═══ MATERIALS PROVIDED

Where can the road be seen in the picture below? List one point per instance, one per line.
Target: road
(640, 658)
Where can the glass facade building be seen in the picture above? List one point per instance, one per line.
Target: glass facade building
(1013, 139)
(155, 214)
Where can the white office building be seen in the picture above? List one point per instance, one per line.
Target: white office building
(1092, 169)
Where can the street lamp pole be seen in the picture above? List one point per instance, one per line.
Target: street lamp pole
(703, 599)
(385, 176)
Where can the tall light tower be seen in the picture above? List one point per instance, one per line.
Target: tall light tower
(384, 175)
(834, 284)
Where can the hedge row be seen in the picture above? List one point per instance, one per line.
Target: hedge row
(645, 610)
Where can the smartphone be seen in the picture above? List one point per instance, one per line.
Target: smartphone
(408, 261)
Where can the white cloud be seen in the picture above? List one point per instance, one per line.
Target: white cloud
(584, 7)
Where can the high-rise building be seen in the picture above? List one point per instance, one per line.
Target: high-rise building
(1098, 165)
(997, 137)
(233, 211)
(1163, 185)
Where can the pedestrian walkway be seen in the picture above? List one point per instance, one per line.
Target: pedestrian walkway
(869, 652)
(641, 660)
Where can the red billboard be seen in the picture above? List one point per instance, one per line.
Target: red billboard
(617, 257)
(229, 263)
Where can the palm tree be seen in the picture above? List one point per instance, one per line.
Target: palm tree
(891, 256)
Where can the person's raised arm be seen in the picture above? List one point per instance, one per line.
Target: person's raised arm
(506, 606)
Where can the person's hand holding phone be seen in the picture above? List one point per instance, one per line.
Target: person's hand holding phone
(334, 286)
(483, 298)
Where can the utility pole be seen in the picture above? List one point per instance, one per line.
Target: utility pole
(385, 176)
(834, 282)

══════

YOUR GOAL
Give the records above, from the line with "Where can the person's raised" through the end, as a two-column CSV with the headers text and answer. Put each record's text and its answer in one row, with each field quoted and line breaks turned into spaces.

THE RESPONSE
text,answer
"Where can the person's raised arm be seen in the picture above? List one point per instance, one per line. Target: person's raised arm","(506, 606)"
"Where can the person's hand holding phone be seen in the picture above? List one point per instance, one per line. Target: person's hand holding phone","(334, 286) (483, 298)"
"Where can the utility pole be seen in the picture above? List one point per instance, one per line. Target: utility pole","(385, 176) (834, 282)"